(Records from a collection)
++++++++++
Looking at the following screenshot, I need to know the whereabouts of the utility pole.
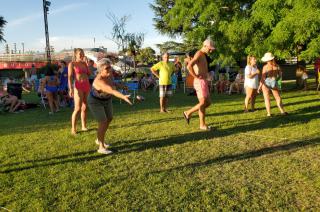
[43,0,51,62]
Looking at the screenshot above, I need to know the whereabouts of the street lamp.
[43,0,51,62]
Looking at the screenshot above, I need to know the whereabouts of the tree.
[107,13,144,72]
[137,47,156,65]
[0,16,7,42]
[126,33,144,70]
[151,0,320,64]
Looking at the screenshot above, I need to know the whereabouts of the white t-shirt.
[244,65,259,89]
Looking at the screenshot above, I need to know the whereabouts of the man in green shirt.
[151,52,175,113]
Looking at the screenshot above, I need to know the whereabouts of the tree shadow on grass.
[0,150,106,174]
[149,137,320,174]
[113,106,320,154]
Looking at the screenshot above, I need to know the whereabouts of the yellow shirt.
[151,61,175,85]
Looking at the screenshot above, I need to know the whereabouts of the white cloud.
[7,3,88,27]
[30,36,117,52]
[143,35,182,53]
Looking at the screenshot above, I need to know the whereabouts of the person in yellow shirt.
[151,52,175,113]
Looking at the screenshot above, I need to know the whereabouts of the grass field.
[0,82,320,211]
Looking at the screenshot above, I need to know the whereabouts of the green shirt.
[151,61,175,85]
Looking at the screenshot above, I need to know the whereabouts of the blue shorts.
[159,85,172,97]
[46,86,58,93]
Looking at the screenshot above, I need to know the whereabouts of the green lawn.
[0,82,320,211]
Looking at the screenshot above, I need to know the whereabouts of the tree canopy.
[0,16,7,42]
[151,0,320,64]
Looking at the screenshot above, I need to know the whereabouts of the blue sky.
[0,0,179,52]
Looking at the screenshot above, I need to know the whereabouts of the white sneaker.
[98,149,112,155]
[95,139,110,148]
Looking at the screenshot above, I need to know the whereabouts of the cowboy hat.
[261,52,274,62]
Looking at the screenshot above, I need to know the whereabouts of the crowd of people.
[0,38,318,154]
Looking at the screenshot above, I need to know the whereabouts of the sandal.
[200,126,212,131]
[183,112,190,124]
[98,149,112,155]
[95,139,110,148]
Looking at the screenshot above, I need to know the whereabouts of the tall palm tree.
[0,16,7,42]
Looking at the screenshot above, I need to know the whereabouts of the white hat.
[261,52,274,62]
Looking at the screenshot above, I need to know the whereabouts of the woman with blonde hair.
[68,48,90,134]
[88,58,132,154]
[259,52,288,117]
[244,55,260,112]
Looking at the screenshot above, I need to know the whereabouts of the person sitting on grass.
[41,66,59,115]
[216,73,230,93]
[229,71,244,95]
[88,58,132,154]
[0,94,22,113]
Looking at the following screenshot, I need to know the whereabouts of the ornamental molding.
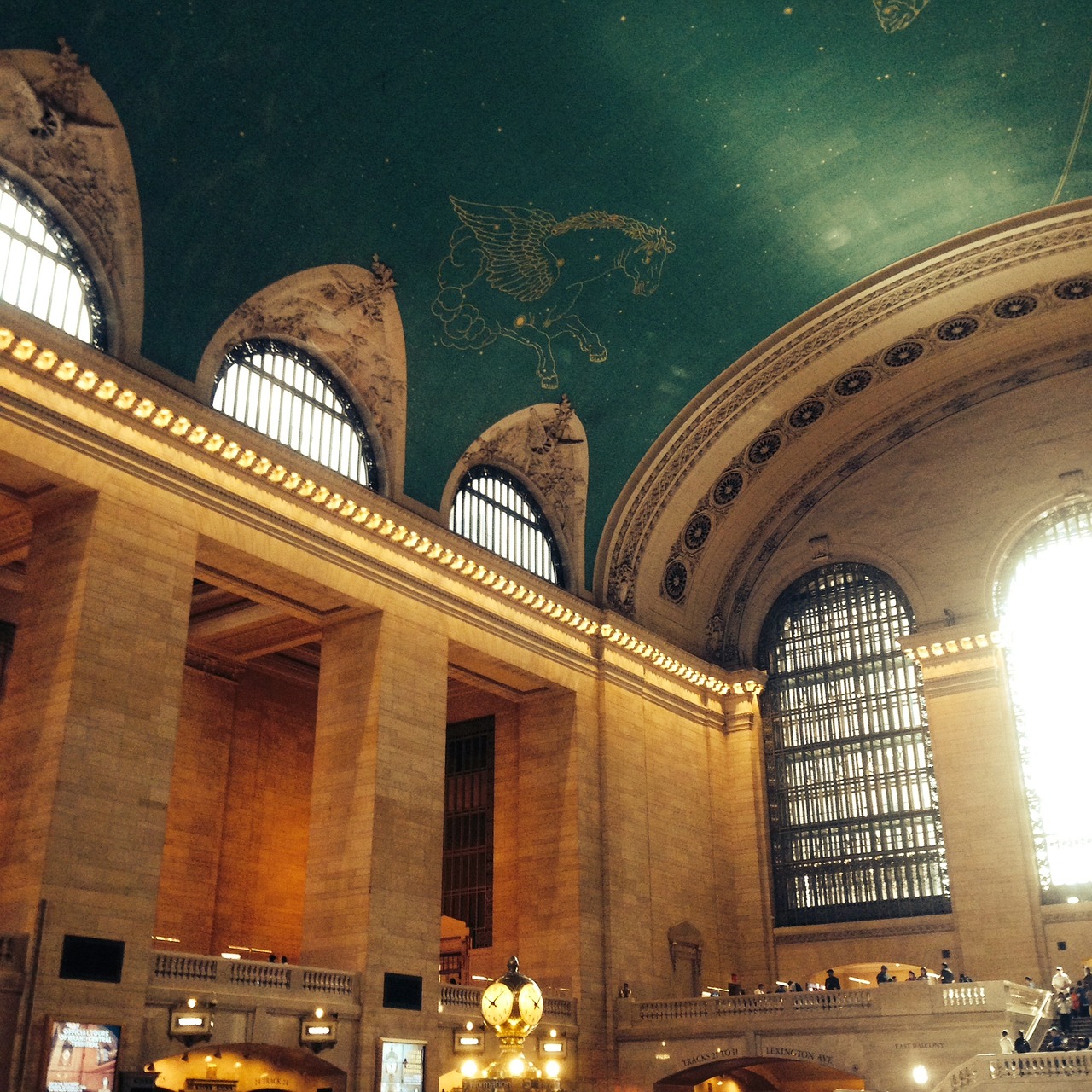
++++++++++
§ **TASK DESCRIPTION**
Copy all of the items above word for word, leaving out the pictures.

§ **REPLY**
Looking at the following screenshot, I need to know the whereabouts of the utility pole.
[43,0,51,62]
Looking at the screenshot above, I need to know the whereabouts of the street lamp.
[43,0,51,62]
Looking at the screenshot above, I need to know the whereabouts of the tree.
[107,13,144,72]
[137,47,156,65]
[0,16,7,42]
[126,33,144,70]
[151,0,320,64]
Looking at the screenshot above, I need to know the whereabouts of the white t-shirt.
[244,65,259,89]
Looking at the screenshot above, I need to know the whereabouts of the man in green shirt.
[151,52,175,113]
Looking at the screenshot above, I need to know the whereabouts of the tree shadow on grass.
[0,150,106,174]
[149,137,320,174]
[113,106,320,154]
Looking at the screenshot above, I need to know the whereabouts of the yellow shirt.
[151,61,175,85]
Looking at the screenshot above, I need to know the whereabouts of the white cloud.
[7,3,88,27]
[30,36,117,52]
[143,35,182,53]
Looking at the screenshot above, I need to know the whereabouts of the person in yellow shirt.
[151,52,175,113]
Looking at the screenshot above, I need to know the whereabouts of the grass field.
[0,82,320,211]
Looking at the screenshot above, I need to know the whereabouts of the green shirt.
[151,61,175,85]
Looking at the screenshot above, I need to know the whereabouts of the blue shorts.
[159,85,172,97]
[46,86,58,93]
Looking at the screenshot above, I need to know the whereabouts of the green lawn.
[0,82,320,211]
Looking at the screenshot above, I need to know the whereabouts of the tree canopy.
[0,16,7,42]
[151,0,320,64]
Looking at the screenshot above, I need to know the whereabouts of the blue sky.
[0,0,179,52]
Looking at the screenshot above, I need to know the whereabouts of the white sneaker.
[98,149,112,155]
[95,139,110,148]
Looking at the screenshot above, I need to know the whereabouts of the cowboy hat.
[261,52,274,62]
Looking at the screenshot above, I need to know the whereabouts of the crowd of people.
[0,38,318,154]
Looking at the screenshot above, I need to know the whereabouts of the sandal.
[200,126,212,131]
[183,112,190,124]
[98,149,112,155]
[95,139,110,148]
Looking at the screenshot above, I need to know the whereabouts of the tall palm tree.
[0,16,7,42]
Looking at the screenshot above, I need to know the whereabouts of the white hat.
[261,52,274,62]
Looking at the screenshot above, I need to know the whereabouts of the woman with blonde hair.
[68,48,90,134]
[88,58,132,154]
[259,52,288,117]
[244,55,260,112]
Looking at the screenshot above, I need to know the whereabouts of the person sitting on grass.
[41,66,59,115]
[216,73,230,93]
[229,71,244,95]
[88,58,132,154]
[0,94,22,113]
Looking at the following screenshot, I need to know the whereabouts of the ornamental molding.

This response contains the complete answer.